▸ WHAT TO PRODUCE: Once you reach the end of the data, transcribe all of it exactly.

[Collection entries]
§ §

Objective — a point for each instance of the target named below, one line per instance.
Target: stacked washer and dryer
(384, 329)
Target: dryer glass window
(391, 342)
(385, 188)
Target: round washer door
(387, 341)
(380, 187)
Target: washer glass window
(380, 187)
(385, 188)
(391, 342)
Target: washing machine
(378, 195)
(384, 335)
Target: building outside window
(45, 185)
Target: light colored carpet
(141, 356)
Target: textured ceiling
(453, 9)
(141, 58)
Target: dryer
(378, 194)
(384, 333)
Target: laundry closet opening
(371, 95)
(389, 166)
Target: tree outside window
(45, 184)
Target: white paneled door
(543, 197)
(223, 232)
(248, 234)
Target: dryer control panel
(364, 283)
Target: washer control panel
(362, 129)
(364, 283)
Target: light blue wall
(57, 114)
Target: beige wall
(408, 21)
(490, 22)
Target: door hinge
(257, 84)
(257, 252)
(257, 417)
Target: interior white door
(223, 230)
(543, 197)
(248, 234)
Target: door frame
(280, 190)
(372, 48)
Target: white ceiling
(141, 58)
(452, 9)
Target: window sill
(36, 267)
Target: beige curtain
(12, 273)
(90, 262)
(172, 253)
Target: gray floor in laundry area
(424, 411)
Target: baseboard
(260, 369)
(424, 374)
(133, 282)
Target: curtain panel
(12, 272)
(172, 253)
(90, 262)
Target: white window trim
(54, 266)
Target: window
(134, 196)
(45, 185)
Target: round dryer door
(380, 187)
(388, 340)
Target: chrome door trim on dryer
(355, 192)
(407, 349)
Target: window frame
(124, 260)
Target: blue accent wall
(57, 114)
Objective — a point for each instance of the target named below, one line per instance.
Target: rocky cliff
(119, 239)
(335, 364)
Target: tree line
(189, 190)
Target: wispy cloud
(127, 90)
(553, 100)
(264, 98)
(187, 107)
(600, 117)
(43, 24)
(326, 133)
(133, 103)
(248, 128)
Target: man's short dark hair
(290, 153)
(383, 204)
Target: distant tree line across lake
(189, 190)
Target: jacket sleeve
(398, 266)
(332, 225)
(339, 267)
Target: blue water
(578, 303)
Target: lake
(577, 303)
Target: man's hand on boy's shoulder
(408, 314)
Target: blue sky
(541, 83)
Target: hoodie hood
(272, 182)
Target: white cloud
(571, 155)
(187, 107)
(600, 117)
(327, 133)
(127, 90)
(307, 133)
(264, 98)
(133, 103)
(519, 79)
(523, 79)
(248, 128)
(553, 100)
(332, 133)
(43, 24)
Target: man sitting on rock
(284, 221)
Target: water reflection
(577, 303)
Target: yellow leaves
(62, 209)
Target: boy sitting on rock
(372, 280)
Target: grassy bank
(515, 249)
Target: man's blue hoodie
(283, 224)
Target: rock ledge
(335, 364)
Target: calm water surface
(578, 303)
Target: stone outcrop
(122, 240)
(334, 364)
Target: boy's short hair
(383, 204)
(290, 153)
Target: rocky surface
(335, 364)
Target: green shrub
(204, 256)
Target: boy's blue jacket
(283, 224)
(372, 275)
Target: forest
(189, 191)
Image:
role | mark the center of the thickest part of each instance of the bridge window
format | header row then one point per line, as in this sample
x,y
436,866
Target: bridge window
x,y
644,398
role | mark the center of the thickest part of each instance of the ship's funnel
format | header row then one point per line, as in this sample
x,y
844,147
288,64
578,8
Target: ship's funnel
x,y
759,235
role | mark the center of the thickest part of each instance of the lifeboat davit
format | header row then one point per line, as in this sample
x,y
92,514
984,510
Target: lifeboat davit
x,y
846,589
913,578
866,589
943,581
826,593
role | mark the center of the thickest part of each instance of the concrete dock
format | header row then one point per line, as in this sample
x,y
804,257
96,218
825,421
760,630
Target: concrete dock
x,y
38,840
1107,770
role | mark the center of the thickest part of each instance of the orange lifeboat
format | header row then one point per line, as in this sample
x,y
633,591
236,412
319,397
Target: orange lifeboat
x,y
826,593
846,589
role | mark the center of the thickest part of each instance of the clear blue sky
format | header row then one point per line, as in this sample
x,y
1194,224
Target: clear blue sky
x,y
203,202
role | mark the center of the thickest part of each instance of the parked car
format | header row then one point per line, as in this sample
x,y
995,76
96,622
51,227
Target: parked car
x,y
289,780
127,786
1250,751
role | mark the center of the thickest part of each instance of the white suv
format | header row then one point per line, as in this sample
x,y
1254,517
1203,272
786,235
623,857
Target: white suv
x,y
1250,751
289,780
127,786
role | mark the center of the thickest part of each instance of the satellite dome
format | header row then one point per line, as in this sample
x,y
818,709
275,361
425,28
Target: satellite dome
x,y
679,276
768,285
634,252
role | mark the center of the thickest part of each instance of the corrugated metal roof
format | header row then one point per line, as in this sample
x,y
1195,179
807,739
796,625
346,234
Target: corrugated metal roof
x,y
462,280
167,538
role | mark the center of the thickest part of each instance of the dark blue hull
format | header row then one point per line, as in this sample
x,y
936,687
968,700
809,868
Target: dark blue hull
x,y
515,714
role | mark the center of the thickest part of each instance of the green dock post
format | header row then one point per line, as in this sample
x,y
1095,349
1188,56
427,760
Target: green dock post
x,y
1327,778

§ §

▸ ANSWER SECTION:
Objective — a point for each instance of the target named below, one line per instance.
Target: stacked washer and dryer
(384, 329)
Target: dryer glass window
(391, 342)
(385, 188)
Target: round washer door
(387, 341)
(380, 187)
Target: washer glass window
(380, 187)
(385, 188)
(391, 342)
Target: washing machine
(378, 195)
(384, 335)
Target: building outside window
(45, 185)
Target: light colored carpet
(141, 356)
Target: textured ceiling
(453, 9)
(141, 58)
Target: dryer
(378, 194)
(384, 333)
Target: laundry closet opening
(371, 95)
(389, 166)
Target: tree outside window
(45, 184)
Target: white paneled door
(543, 197)
(223, 232)
(248, 234)
Target: dryer control panel
(364, 283)
Target: washer control panel
(362, 129)
(364, 283)
Target: light blue wall
(57, 114)
Target: beige wall
(408, 21)
(490, 22)
Target: door hinge
(257, 84)
(257, 252)
(257, 417)
Target: interior white door
(223, 230)
(543, 197)
(248, 234)
Target: door frame
(280, 190)
(372, 48)
Target: white ceiling
(141, 58)
(452, 9)
Target: window sill
(36, 267)
Target: beige curtain
(12, 273)
(90, 262)
(172, 253)
Target: gray floor in laundry area
(424, 411)
Target: baseboard
(260, 369)
(424, 374)
(133, 282)
Target: curtain panel
(12, 272)
(172, 253)
(90, 262)
Target: white window trim
(54, 266)
Target: window
(134, 196)
(45, 185)
Target: round dryer door
(380, 187)
(388, 340)
Target: chrome door trim on dryer
(355, 192)
(407, 349)
Target: window frame
(124, 260)
Target: blue accent wall
(57, 114)
Objective — a point for each instance of the target named below, one line per instance.
Target: rocky cliff
(119, 239)
(335, 364)
Target: tree line
(189, 190)
Target: wispy cloud
(127, 90)
(553, 100)
(264, 98)
(187, 107)
(600, 117)
(43, 24)
(326, 133)
(133, 103)
(248, 128)
Target: man's short dark hair
(290, 153)
(383, 204)
Target: distant tree line across lake
(189, 190)
Target: jacket sleeve
(398, 266)
(332, 225)
(339, 267)
Target: blue water
(578, 303)
Target: lake
(577, 303)
Target: man's hand on boy's shoulder
(408, 314)
Target: blue sky
(541, 83)
Target: hoodie hood
(272, 182)
Target: white cloud
(571, 155)
(187, 107)
(600, 117)
(327, 133)
(127, 90)
(307, 133)
(264, 98)
(133, 103)
(519, 79)
(523, 79)
(248, 128)
(553, 100)
(332, 133)
(43, 24)
Target: man sitting on rock
(284, 221)
Target: water reflection
(577, 303)
Target: yellow leaves
(62, 209)
Target: boy sitting on rock
(372, 280)
Target: grassy bank
(515, 249)
Target: man's blue hoodie
(283, 224)
Target: rock ledge
(335, 364)
Target: calm water surface
(578, 303)
Target: stone outcrop
(122, 240)
(334, 364)
Target: boy's short hair
(383, 204)
(290, 153)
Target: rocky surface
(335, 364)
Target: green shrub
(204, 256)
Target: boy's blue jacket
(283, 224)
(372, 275)
Target: forest
(189, 191)
Image:
role | mark the center of the thickest part of each instance of the bridge window
format | header row then one point per line, as in this sample
x,y
436,866
Target: bridge window
x,y
644,398
role | mark the center of the thickest part of each instance of the ship's funnel
format | header row then one point per line, as in this sample
x,y
844,147
288,64
578,8
Target: ship's funnel
x,y
759,235
role | mark the center of the thickest part of each instance of the lifeboat davit
format | header row then one point per line, as in this sample
x,y
92,514
984,510
Target: lifeboat davit
x,y
846,589
913,578
866,589
943,581
826,593
role | mark the center of the thickest part of each instance of the concrete dock
format | header row then one point per line, as in this sample
x,y
804,257
96,218
825,421
760,630
Target: concrete dock
x,y
38,840
1107,770
role | mark the center of the thickest part of each instance of the orange lifeboat
format | header row then one point per line, as in this sample
x,y
633,591
236,412
319,397
Target: orange lifeboat
x,y
826,593
846,589
role | mark the center of the thickest part of each instance of the clear blue sky
format | header row then one point per line, as in this sample
x,y
1194,224
Target: clear blue sky
x,y
203,202
role | mark the center of the thickest part of each instance of the parked car
format | header row then one point per line, as in this sample
x,y
995,76
96,622
51,227
Target: parked car
x,y
289,780
127,786
1250,751
role | mark the center of the thickest part of each instance of the white suv
format | header row then one point per line, as in this sample
x,y
1254,517
1203,272
786,235
623,857
Target: white suv
x,y
1250,751
289,780
127,786
role | mark the center of the thickest part of each instance of the satellite dome
format | header row then one point per line, as in this sample
x,y
818,709
275,361
425,28
Target: satellite dome
x,y
679,276
768,285
634,252
role | mark the center of the thickest part of each instance of the corrugated metal roof
format | header row then one point per line, as in this sample
x,y
1195,179
807,739
796,625
346,234
Target: corrugated metal roof
x,y
462,280
167,538
role | mark the center of the thickest part of each instance of the dark blue hull
format | header row then one point per line, as in this sample
x,y
936,687
968,700
809,868
Target: dark blue hull
x,y
515,714
role | mark the center of the thickest part of each instance of the green dock post
format | header row then one point per line, as in this sample
x,y
1095,349
1188,56
427,760
Target: green dock post
x,y
1327,778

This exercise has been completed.